## Instructions for the task
Write out only the lines running from the one that contains "the red body" to the end of the material, both ends included.

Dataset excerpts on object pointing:
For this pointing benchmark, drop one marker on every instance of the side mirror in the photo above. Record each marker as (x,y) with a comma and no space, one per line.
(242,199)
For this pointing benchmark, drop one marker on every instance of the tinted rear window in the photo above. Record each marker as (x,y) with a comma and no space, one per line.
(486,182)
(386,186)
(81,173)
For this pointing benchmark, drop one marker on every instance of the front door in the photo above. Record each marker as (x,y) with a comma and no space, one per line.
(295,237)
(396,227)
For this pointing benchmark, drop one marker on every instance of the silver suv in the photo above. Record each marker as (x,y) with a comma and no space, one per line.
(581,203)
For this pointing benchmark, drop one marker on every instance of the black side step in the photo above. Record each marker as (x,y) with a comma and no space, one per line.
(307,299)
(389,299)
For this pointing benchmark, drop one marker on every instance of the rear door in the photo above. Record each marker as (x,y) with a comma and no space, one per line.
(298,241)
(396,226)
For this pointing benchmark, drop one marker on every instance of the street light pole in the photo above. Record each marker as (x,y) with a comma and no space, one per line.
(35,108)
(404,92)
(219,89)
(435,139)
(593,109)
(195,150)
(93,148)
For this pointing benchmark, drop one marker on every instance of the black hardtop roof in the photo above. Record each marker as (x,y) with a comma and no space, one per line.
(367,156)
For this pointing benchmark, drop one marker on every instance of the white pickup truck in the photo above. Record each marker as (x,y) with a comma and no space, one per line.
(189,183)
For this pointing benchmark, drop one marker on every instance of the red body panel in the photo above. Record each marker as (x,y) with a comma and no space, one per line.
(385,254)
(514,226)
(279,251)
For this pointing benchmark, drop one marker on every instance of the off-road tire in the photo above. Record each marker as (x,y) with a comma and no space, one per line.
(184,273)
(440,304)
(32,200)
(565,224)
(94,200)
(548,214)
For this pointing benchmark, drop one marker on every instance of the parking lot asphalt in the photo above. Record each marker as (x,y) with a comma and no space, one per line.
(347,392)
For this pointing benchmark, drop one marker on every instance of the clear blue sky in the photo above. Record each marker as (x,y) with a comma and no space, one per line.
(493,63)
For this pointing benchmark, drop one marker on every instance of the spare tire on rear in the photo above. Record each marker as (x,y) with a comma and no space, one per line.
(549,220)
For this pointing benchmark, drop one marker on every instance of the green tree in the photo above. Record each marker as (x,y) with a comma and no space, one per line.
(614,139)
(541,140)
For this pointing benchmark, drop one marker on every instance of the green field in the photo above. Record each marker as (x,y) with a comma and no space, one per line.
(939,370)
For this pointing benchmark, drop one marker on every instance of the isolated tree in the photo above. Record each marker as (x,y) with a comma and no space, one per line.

## In response
For this pointing benchmark, drop one marker on every instance of the red body panel in the photo above. Record each marker as (x,y) with a comma and no space, one per line.
(385,254)
(514,226)
(279,251)
For this pointing benchmark, drop one marker on every instance of the off-road tire in the photo above. Record each marker as (x,y) with a comma and no space, one per line.
(184,273)
(440,304)
(32,200)
(565,224)
(94,200)
(548,214)
For this pointing benchmark, drop one marker on every instance of the parking lot asphalt in the photo above. Record each marker as (x,y) with a comma and no space, one per line.
(347,392)
For this pointing benchmark, drop one marker on every instance of the clear blue sky in the photo above. Record each marker as (x,y) with a comma and no space, one per line.
(493,63)
For this pointing benchmark, drop one marker on every instance of the spare tire on rear in the photo above. Record each marker as (x,y) with a comma and no space, one per line.
(549,220)
For this pointing benchmark, drop one marker on every instance of the green tree in the photo above. Record each marker as (x,y) with a comma and no space, one per line.
(614,139)
(541,140)
For this pointing benchmark, drop one marker on every instance of the green field in the photo above. Record each marker as (x,y) with a comma and no space, one per line.
(939,370)
For this pointing benchmark, drop one marker on every instance of the isolated tree in the photo above. Record each marker as (x,y) with a comma and no space, one per line.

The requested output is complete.